### THE TASK
Rewrite the entries below, from the one containing "every man's face." through the end of the entries, with the requests included. Add -98 to every bounding-box coordinate in the answers, but leave the numbers in the requests and their format samples unchanged.

## begin SUPPLIED RECORDS

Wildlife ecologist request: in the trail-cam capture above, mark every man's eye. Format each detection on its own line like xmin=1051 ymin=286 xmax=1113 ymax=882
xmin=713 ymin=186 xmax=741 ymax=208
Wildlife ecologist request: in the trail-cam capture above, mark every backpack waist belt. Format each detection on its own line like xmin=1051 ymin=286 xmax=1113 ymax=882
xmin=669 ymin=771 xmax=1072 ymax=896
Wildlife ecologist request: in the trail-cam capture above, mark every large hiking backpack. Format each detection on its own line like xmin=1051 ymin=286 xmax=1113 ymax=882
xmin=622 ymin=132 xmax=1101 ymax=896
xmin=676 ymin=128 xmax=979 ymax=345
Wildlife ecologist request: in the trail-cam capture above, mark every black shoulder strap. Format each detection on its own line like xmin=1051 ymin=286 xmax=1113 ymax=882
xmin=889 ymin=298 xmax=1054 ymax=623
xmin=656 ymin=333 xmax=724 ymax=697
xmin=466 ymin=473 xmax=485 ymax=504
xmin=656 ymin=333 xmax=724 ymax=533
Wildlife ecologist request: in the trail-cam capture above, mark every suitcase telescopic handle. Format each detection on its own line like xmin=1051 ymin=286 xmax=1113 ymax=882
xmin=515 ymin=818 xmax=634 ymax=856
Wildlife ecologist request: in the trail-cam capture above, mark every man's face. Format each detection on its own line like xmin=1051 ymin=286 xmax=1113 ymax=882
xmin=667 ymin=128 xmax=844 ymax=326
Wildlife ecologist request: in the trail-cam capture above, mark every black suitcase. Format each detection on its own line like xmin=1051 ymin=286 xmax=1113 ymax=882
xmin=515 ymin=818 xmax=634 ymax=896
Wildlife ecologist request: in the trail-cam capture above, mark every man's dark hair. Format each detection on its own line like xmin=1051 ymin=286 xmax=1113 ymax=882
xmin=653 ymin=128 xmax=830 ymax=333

## end SUPPLIED RECORDS

### SOLUTION TO THE EXERCISE
Wildlife ecologist request: in the trail-cam capture above, mark every man's face. Format each detection on its own line like xmin=1051 ymin=286 xmax=1113 ymax=882
xmin=569 ymin=30 xmax=746 ymax=228
Wildlife ecologist request: in the trail-cam capture above, mark every black suitcase. Format each detection on its own line like xmin=1051 ymin=286 xmax=1113 ymax=882
xmin=417 ymin=720 xmax=536 ymax=798
Wildlife ecologist request: in the trail-cam capture above, mark every man's dark hair. Format each detection on its own line like xmin=1051 ymin=286 xmax=1113 ymax=882
xmin=555 ymin=30 xmax=732 ymax=235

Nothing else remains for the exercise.